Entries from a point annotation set

<<<<

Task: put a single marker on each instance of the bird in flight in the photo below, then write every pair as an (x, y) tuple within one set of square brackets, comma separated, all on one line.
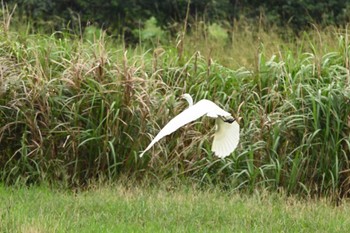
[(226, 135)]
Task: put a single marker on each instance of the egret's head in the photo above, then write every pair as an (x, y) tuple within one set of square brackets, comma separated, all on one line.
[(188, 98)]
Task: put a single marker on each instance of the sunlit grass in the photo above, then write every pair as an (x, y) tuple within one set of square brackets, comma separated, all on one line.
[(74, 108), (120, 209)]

>>>>
<<<<

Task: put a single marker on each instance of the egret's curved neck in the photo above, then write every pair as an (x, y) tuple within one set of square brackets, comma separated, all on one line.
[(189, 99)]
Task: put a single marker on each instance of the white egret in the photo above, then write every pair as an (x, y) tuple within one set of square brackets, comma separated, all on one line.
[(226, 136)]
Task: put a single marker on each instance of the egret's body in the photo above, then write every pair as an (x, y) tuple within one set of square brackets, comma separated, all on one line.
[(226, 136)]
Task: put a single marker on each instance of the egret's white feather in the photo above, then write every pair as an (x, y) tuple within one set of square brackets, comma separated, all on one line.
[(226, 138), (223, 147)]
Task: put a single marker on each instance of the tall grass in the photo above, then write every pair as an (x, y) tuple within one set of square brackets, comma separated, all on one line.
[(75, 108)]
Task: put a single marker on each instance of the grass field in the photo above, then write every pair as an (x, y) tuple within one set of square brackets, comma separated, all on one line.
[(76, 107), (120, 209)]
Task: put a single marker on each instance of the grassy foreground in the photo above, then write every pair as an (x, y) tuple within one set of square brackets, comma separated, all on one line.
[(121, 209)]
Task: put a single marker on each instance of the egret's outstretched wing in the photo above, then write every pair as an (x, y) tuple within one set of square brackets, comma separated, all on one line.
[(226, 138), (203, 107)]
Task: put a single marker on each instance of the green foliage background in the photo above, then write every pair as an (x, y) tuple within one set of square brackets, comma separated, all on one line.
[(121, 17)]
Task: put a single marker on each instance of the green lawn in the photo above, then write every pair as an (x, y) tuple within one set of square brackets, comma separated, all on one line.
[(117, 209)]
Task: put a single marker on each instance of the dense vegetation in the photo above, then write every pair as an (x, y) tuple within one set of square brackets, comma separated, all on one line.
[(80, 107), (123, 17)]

>>>>

Switch "background" to "backdrop" in the records from the line with "the green foliage" to the line with "[(121, 17)]", and reproduce only those lines with everything else unchanged.

WORKED SOLUTION:
Task: put a single marker on each instance of the green foliage backdrop in the photo above, then write every pair as an (x, y) tuple within one set of square brackets, comma separated, all on one line.
[(121, 17)]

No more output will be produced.